Return the data from the line containing "[trace] fence" through the end of the data without changes, leaving out the pictures.

═════ DATASET ROWS

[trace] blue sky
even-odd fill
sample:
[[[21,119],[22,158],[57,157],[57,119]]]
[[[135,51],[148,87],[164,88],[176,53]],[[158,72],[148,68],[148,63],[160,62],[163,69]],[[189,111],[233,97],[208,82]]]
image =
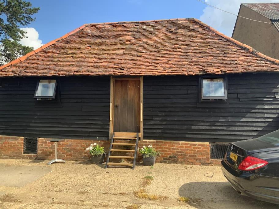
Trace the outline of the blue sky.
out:
[[[28,38],[21,43],[35,49],[85,23],[194,17],[230,36],[236,19],[197,0],[26,0],[40,9],[34,15],[34,22],[23,26]],[[279,0],[202,0],[235,14],[243,2],[279,2]]]
[[[40,9],[34,28],[43,43],[85,23],[198,18],[205,5],[196,0],[32,0]]]

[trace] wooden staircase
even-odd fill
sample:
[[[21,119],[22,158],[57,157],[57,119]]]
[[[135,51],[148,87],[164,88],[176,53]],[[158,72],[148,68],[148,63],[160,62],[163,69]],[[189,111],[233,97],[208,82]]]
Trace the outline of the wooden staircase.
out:
[[[136,158],[137,157],[137,151],[138,149],[138,142],[139,133],[134,132],[114,132],[111,141],[109,150],[107,155],[107,163],[105,168],[109,166],[132,167],[134,169],[136,165]],[[115,140],[121,140],[121,143],[115,142]],[[123,142],[124,141],[124,142]],[[133,141],[134,141],[134,142]],[[126,142],[127,142],[126,143]],[[132,149],[134,146],[134,148]],[[130,149],[120,149],[119,146],[130,147]],[[118,147],[118,148],[117,148]],[[123,153],[120,156],[114,155],[116,152]],[[125,155],[125,154],[132,153],[134,156]],[[133,163],[128,162],[110,162],[111,160],[115,159],[125,159],[132,160]]]

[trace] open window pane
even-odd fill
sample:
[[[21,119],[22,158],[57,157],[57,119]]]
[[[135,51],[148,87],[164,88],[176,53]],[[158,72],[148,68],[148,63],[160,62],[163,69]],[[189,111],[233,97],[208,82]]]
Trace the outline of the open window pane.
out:
[[[224,80],[223,78],[203,78],[203,97],[225,96]]]
[[[54,99],[57,85],[56,80],[40,80],[37,84],[34,98]]]

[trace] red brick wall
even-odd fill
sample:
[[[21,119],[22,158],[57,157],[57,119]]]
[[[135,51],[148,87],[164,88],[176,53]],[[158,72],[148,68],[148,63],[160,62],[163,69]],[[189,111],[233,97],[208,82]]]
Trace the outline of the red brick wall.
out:
[[[55,158],[54,142],[39,138],[37,155],[23,154],[23,137],[0,136],[0,158],[50,160]],[[65,160],[88,159],[90,158],[85,149],[91,144],[99,143],[107,151],[109,141],[86,140],[63,140],[57,142],[57,155]],[[149,144],[159,151],[160,156],[156,162],[169,163],[196,165],[220,165],[220,161],[210,158],[209,143],[163,140],[144,140],[139,147]]]

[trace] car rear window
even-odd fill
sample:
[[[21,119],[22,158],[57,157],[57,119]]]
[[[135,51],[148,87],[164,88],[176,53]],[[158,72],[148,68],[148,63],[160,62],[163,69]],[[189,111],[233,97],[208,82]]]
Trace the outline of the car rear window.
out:
[[[264,135],[255,140],[279,147],[279,130]]]

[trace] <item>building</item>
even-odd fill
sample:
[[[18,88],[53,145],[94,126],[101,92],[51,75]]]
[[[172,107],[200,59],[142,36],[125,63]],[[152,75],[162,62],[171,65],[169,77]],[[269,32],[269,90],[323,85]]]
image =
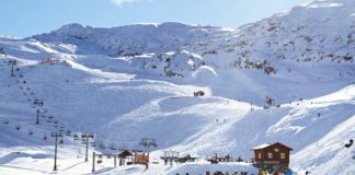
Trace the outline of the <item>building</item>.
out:
[[[289,152],[291,148],[279,142],[262,144],[253,148],[254,165],[259,168],[280,171],[287,170],[289,165]]]

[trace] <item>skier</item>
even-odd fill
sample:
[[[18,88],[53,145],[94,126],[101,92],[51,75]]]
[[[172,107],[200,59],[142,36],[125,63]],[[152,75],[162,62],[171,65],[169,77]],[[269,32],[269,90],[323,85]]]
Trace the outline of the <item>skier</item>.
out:
[[[293,171],[291,171],[290,168],[288,168],[288,170],[286,171],[286,175],[294,175],[294,173],[293,173]]]

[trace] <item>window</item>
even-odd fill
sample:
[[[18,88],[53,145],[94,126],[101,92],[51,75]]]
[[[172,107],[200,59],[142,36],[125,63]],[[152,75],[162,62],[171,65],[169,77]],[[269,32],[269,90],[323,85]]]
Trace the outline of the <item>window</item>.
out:
[[[285,155],[285,153],[280,153],[280,159],[286,159],[286,155]]]
[[[267,153],[267,158],[271,160],[271,159],[273,159],[273,153]]]

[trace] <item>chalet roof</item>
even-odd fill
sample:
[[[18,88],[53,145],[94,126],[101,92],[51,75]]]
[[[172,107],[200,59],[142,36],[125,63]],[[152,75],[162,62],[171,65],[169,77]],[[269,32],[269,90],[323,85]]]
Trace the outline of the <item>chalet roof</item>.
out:
[[[283,144],[283,143],[279,143],[279,142],[272,143],[272,144],[270,144],[270,143],[261,144],[261,145],[257,145],[257,147],[253,148],[252,150],[262,150],[262,149],[266,149],[266,148],[268,148],[268,147],[275,145],[275,144],[280,144],[280,145],[283,145],[283,147],[286,147],[286,148],[289,149],[289,150],[293,150],[291,148],[289,148],[289,147],[287,147],[287,145],[285,145],[285,144]]]
[[[257,147],[254,147],[253,150],[265,149],[265,148],[267,148],[267,147],[270,147],[270,145],[271,145],[271,144],[267,144],[267,143],[265,143],[265,144],[260,144],[260,145],[257,145]]]

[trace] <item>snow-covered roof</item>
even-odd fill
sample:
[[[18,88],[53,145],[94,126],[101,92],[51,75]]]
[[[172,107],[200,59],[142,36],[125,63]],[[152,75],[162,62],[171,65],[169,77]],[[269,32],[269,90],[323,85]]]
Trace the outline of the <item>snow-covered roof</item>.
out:
[[[253,150],[264,149],[264,148],[270,147],[270,145],[272,145],[272,144],[267,144],[267,143],[261,144],[261,145],[254,147]]]
[[[265,149],[265,148],[271,147],[271,145],[274,145],[274,144],[280,144],[280,145],[283,145],[283,147],[288,148],[289,150],[293,150],[291,148],[289,148],[289,147],[287,147],[287,145],[285,145],[285,144],[283,144],[283,143],[279,143],[279,142],[272,143],[272,144],[268,144],[268,143],[261,144],[261,145],[254,147],[252,150]]]

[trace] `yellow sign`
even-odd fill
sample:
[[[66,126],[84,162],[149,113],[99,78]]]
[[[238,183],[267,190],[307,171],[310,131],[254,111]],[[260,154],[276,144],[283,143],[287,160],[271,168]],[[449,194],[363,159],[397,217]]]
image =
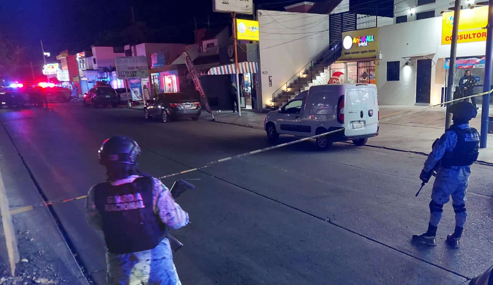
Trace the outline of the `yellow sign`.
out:
[[[457,43],[486,40],[486,29],[483,28],[488,24],[488,6],[461,10]],[[454,11],[444,13],[442,15],[442,44],[452,43]]]
[[[258,21],[237,19],[236,35],[238,39],[258,40]]]
[[[352,31],[342,33],[340,59],[375,57],[378,53],[378,29]]]

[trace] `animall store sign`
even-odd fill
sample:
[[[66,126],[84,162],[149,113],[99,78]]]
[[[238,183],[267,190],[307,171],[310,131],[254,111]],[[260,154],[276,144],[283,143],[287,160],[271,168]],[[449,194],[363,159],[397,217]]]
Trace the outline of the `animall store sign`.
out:
[[[373,28],[352,31],[342,34],[341,59],[350,60],[376,56],[378,50],[378,29]]]

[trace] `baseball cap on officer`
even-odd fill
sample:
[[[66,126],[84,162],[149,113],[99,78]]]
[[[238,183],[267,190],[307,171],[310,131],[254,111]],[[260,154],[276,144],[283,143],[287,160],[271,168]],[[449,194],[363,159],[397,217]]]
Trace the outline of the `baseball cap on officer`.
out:
[[[105,140],[98,151],[98,157],[99,164],[105,166],[136,164],[141,153],[141,148],[132,138],[115,136]]]
[[[474,105],[470,102],[466,101],[452,105],[450,111],[453,114],[452,120],[456,124],[467,123],[471,119],[476,118],[478,115],[478,111],[474,107]]]

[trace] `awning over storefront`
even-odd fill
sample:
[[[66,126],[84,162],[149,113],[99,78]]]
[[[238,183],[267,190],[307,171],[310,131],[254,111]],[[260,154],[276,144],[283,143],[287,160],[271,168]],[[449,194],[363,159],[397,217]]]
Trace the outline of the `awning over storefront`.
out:
[[[256,73],[258,72],[258,63],[253,62],[243,62],[238,63],[240,68],[239,73]],[[207,72],[209,75],[220,75],[222,74],[234,74],[236,73],[236,64],[232,63],[212,67]]]

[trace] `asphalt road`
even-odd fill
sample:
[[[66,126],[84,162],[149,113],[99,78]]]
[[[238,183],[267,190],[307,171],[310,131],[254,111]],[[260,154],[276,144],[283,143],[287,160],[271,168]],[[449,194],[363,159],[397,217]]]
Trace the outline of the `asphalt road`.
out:
[[[112,135],[137,140],[143,150],[140,168],[156,176],[270,145],[258,129],[203,120],[164,124],[142,115],[71,102],[49,110],[0,110],[0,121],[50,200],[84,195],[105,180],[97,152]],[[169,187],[181,178],[197,187],[177,201],[192,222],[172,233],[185,244],[175,256],[180,279],[196,285],[460,284],[493,262],[492,168],[472,168],[462,247],[445,243],[454,222],[448,205],[438,244],[425,248],[410,239],[427,224],[431,184],[414,197],[425,158],[344,143],[320,152],[307,142],[167,179]],[[105,284],[104,242],[86,222],[84,206],[79,200],[54,209],[86,272]]]

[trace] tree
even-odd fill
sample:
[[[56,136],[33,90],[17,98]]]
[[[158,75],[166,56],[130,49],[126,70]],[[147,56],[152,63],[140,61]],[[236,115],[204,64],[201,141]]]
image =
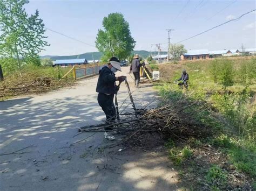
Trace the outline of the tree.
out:
[[[45,46],[45,32],[43,20],[37,10],[30,17],[23,5],[28,0],[0,0],[0,53],[5,57],[16,57],[18,67],[21,58],[26,61],[37,60],[38,53]]]
[[[174,60],[179,60],[181,54],[187,52],[184,45],[181,44],[173,44],[170,46],[170,54]]]
[[[103,53],[102,60],[116,56],[119,60],[131,55],[136,41],[131,37],[129,24],[121,13],[109,14],[103,19],[104,30],[99,29],[95,41],[96,47]]]
[[[45,58],[41,60],[41,65],[43,66],[52,66],[52,60],[49,58]]]

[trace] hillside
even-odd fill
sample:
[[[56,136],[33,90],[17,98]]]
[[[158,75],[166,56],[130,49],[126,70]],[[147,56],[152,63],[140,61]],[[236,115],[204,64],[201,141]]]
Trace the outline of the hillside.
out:
[[[161,54],[167,54],[167,52],[162,52]],[[143,58],[147,58],[151,54],[151,52],[147,51],[134,51],[132,52],[132,54],[138,54]],[[86,53],[77,55],[72,55],[69,56],[51,56],[45,55],[41,56],[41,58],[49,58],[52,60],[64,60],[64,59],[75,59],[85,58],[87,60],[92,60],[92,55],[93,55],[94,60],[100,60],[103,54],[99,52],[87,52]]]

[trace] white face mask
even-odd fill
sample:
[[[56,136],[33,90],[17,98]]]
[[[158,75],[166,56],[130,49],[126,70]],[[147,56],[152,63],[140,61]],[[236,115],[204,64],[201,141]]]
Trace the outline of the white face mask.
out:
[[[117,69],[116,69],[116,68],[114,68],[113,67],[111,68],[111,72],[113,72],[113,73],[115,73],[116,72],[117,72]]]

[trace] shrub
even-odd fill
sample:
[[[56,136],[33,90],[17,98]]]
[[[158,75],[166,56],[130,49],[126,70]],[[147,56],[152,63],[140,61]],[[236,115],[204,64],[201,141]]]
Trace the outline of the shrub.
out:
[[[238,71],[240,83],[245,86],[252,84],[252,80],[256,78],[256,59],[252,58],[250,61],[244,61]]]
[[[220,80],[224,86],[231,86],[234,84],[235,71],[233,67],[233,63],[231,60],[219,60]]]
[[[218,79],[219,75],[219,65],[217,60],[214,59],[213,60],[210,67],[210,74],[212,76],[213,81],[215,83],[217,83],[218,82]]]
[[[208,171],[206,178],[208,183],[211,184],[213,187],[218,188],[226,185],[227,175],[219,167],[214,165]]]

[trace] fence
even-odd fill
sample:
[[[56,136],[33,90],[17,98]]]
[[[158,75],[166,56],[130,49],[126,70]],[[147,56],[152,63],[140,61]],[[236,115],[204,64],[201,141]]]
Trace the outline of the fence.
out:
[[[69,74],[73,72],[73,77],[75,80],[82,79],[86,77],[92,76],[99,74],[99,71],[105,65],[95,65],[93,66],[86,66],[80,67],[78,66],[73,66],[73,67],[66,73],[62,79],[66,77]],[[61,79],[60,80],[61,80]]]
[[[93,76],[99,74],[99,71],[104,65],[96,65],[88,67],[83,68],[73,68],[73,76],[77,80],[88,76]]]

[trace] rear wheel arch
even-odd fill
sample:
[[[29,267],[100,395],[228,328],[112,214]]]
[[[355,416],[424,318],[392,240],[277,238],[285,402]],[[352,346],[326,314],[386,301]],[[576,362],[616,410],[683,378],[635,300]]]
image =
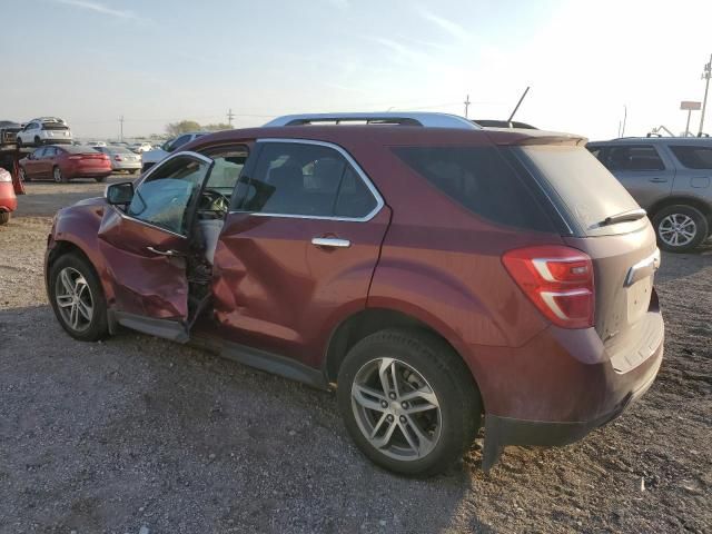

══════════

• [FULL RESPONSE]
[trace] fence
even-odd fill
sample:
[[[56,136],[33,90],[17,98]]]
[[[158,75],[166,56],[130,49],[126,70]],[[147,56],[152,63],[140,61]],[[236,115],[204,64],[201,141]]]
Trace the outline of the fence.
out:
[[[69,74],[73,72],[73,77],[75,80],[82,79],[86,77],[92,76],[99,74],[99,71],[105,65],[95,65],[93,66],[86,66],[80,67],[78,66],[73,66],[73,67],[66,73],[62,79],[66,77]],[[61,79],[60,80],[61,80]]]
[[[93,76],[99,74],[99,71],[104,65],[96,65],[88,67],[83,68],[73,68],[73,76],[77,80],[88,76]]]

[trace] rear wheel arch
even-odd fill
sample:
[[[29,267],[100,395],[228,328],[112,214]]]
[[[355,416],[424,318],[392,240],[277,238],[285,402]],[[352,346],[326,314],[386,301]],[[576,362],[616,410],[683,378],[635,300]]]
image =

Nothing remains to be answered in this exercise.